▶ What is expected
Print all of the records below word for word, leaving out the pictures.

▶ Input records
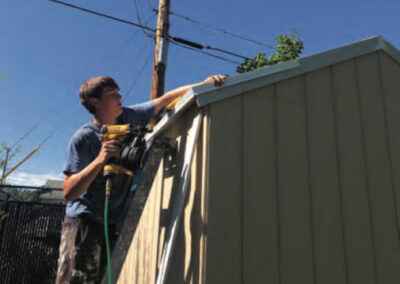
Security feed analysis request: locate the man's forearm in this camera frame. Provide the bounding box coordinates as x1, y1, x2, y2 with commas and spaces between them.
153, 82, 203, 112
64, 159, 104, 200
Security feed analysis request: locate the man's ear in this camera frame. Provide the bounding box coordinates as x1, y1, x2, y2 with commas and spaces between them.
88, 98, 100, 108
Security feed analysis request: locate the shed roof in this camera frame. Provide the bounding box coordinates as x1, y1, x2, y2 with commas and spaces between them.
149, 36, 400, 138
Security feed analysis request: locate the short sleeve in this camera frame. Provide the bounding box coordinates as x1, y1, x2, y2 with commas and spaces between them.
63, 135, 91, 175
125, 101, 155, 124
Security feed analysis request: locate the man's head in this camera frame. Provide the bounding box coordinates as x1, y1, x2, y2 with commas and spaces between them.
79, 76, 122, 117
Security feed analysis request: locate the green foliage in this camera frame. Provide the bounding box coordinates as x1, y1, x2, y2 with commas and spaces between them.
0, 142, 20, 183
236, 34, 304, 73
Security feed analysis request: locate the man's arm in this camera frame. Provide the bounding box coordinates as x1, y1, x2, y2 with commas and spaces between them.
152, 75, 227, 113
64, 140, 119, 201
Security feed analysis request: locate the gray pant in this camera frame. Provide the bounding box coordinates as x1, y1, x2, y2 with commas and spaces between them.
56, 217, 117, 284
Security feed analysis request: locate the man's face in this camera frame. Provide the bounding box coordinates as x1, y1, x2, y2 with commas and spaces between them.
96, 89, 122, 118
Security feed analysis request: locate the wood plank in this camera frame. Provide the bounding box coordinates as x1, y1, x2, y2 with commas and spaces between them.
243, 86, 280, 284
206, 97, 243, 284
332, 60, 376, 284
306, 68, 346, 284
276, 77, 314, 284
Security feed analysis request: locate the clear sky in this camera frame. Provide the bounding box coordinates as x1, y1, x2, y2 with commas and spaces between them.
0, 0, 400, 185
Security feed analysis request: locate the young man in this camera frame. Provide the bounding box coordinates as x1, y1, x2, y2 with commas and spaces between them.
56, 75, 226, 283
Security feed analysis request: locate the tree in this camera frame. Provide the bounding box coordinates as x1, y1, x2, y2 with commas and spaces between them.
0, 142, 20, 183
236, 34, 304, 73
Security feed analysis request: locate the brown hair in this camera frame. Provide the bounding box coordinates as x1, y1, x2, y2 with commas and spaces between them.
79, 76, 119, 114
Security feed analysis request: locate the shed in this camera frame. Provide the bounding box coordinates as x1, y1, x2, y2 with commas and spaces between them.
113, 37, 400, 284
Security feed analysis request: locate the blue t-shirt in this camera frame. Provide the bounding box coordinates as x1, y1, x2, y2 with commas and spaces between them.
64, 102, 155, 223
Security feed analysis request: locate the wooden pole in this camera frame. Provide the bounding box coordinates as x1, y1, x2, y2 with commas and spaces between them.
150, 0, 170, 99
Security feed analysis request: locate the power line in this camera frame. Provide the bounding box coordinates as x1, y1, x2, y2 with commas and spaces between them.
134, 0, 151, 37
10, 121, 41, 151
125, 43, 152, 99
48, 0, 156, 33
48, 0, 250, 59
153, 9, 275, 49
171, 40, 240, 65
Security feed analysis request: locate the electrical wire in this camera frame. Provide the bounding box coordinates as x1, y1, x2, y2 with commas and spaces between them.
153, 9, 275, 49
125, 45, 151, 99
170, 37, 240, 65
48, 0, 250, 61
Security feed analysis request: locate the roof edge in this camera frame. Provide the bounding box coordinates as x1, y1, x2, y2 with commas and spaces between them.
192, 36, 400, 107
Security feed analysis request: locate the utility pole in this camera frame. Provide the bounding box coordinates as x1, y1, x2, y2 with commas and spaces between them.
150, 0, 170, 99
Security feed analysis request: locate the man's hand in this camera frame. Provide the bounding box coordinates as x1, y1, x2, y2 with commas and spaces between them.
202, 74, 228, 87
96, 140, 121, 165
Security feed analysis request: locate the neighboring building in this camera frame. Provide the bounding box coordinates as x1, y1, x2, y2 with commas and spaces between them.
114, 37, 400, 284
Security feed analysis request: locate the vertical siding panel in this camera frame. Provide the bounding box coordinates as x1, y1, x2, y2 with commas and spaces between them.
332, 61, 376, 284
306, 68, 346, 284
277, 77, 314, 284
198, 112, 210, 284
206, 96, 242, 284
357, 53, 400, 283
117, 159, 163, 283
379, 52, 400, 247
243, 86, 279, 284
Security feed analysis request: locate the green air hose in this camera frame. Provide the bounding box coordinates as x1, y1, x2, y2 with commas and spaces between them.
104, 177, 113, 284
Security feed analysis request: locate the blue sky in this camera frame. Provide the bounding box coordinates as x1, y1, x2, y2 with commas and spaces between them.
0, 0, 400, 184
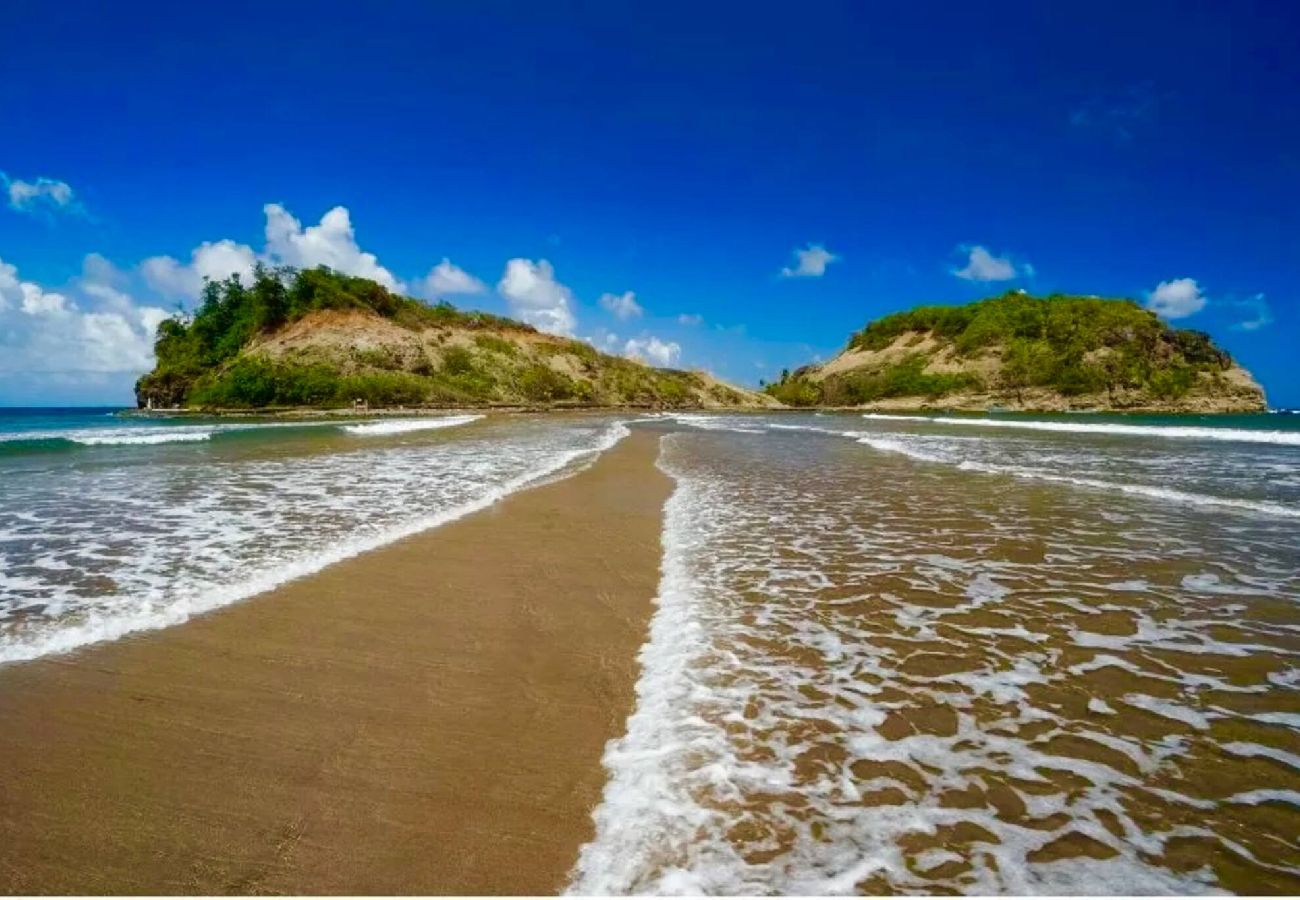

▶ Reply to the task
Security feed analysis request: locate the man's forearm in this camera frame. Provide the bounding box coordinates as x1, y1, x2, y2 with commas and spaces between them.
153, 82, 203, 112
64, 159, 104, 200
Security feed analysis request: locate the man's ear in this camera frame. Provide the bounding box coordinates as x1, y1, x2, y2 with commas and spaces between them.
88, 98, 100, 108
Security feed analysis request: locate the shed roof in this camera frame. Provide the bounding box coordinates as x1, y1, x2, y2 with commas and spaces between them.
149, 36, 400, 138
Security feed analysis request: locate the short sleeve in this camera frame. Provide the bounding box coordinates as x1, y1, x2, y2 with commas and spaces between them.
63, 135, 91, 175
125, 101, 155, 124
Security feed analysis request: locate the man's head in this camera frame. Provide the bounding box coordinates as x1, y1, x2, y2 with commas and spaces between them.
79, 76, 122, 117
Security feed analysis request: locate the green foliage in this camera frame. Provide the bounding box coordinates as x1, y1, x2, y2 with commas and spaces between them.
0, 142, 20, 183
236, 34, 304, 73
Security feed analysis request: locate the man's arm in this camera frame. Provide the bounding box coordinates as x1, y1, x2, y2 with commas and spaces between them.
152, 75, 227, 113
64, 140, 119, 201
Security feed analysis request: locate the gray pant in this camera frame. Provide the bounding box coordinates as x1, y1, x2, y2 with commas and spaces between them.
56, 217, 117, 284
Security feed analysis request: locate the man's face in this camera frame. Provide the bounding box coordinates as x1, y1, x2, y2 with commas and spaces between them.
96, 89, 122, 118
Security feed analysis request: locate the wood plank in this camera frame. Provide the bounding box coordinates as x1, y1, x2, y2 with commas and spaces between them.
243, 86, 280, 284
206, 97, 243, 284
332, 60, 376, 284
306, 68, 346, 284
276, 77, 314, 284
Security feed analysis request: locate the clear sky in this camera frame. Provide the bounding box coordinates as x1, y1, x2, y2 with commas and spaces between them.
0, 0, 400, 185
Security feed analysis request: locate the young man in this camera frame. Provide the bounding box coordinates as x1, y1, x2, y2 with commas and spaces between them.
56, 75, 226, 283
Security feed analysis request: locate the tree in this camera frame. Provide the bounding box coordinates as x1, y1, x2, y2 with commas and spaces between them.
0, 142, 20, 183
236, 34, 304, 73
Security feed analysis request: locate the brown hair in this camera frame. Provide the bounding box coordinates as x1, y1, x2, y2 with commas and spaces between them.
79, 76, 119, 114
Security feed analysis request: locate the shed in this camera frame. Provide the bounding box coordinates as x1, y1, x2, y2 with commas and spaces between them.
113, 37, 400, 284
Security feed analysis request: locate the blue t-shirt in this camera frame. Provide the bounding box coordinates as x1, y1, x2, y2 with commas and spaces between them.
64, 102, 155, 223
Security feed analysis request: locate the wooden pole in this camera frame. Provide the bounding box coordinates as x1, y1, x2, y2 with commas and spaces between them.
150, 0, 170, 99
Security feed analysis request: locate the power line in this camera frame. Provide the bounding box coordinates as x1, y1, x2, y2 with commas and spaces between them.
134, 0, 151, 37
10, 121, 41, 151
125, 43, 152, 99
48, 0, 156, 33
48, 0, 250, 59
153, 9, 275, 49
171, 40, 240, 65
Security feed analysis request: locate the electrical wire in this camera frame. Provide the bounding box coordinates as x1, y1, x2, y2 with commas and spaces between them.
153, 9, 275, 49
125, 45, 151, 99
170, 37, 240, 65
48, 0, 250, 61
Security feed analysis request: locate the roof edge in this camera frame. Provide the bounding box coordinates as x1, y1, x2, y2 with commas and spaces between them.
192, 36, 400, 107
Security feed analysis request: locate the utility pole in this camera frame. Provide the bounding box coordinates as x1, y1, x2, y2 with commas and spaces between them.
150, 0, 170, 99
Security feed analysis request: locate the man's hand in this camera frame. Provide the bounding box coordinates as x1, y1, x2, y2 with commas and spaces between them.
202, 74, 228, 87
96, 140, 121, 165
Security feed analysis request: locate the neighboring building in this camera frame. Provide the bounding box coordinates as x1, y1, x2, y2 with commas and spaces between them.
114, 37, 400, 284
Security feed analysis request: locate the vertical siding panel in this camera frame. Provide the bounding box coordinates as x1, y1, x2, y2 with commas and spaces between them.
332, 61, 376, 284
306, 68, 346, 284
277, 77, 314, 284
198, 112, 210, 284
206, 96, 242, 284
357, 53, 400, 283
117, 159, 163, 283
379, 52, 400, 247
243, 86, 279, 284
Security feed analysis request: locate the green air hose in this camera frame. Provide the bounding box coordinates as x1, y1, x2, y2 with commas and spaces between them.
104, 177, 113, 284
Security feed analysis request: locate the blue sky in this camera frame. Provide the bounding box coordinates as x1, y1, x2, y2 with commas and spaces between them.
0, 0, 400, 184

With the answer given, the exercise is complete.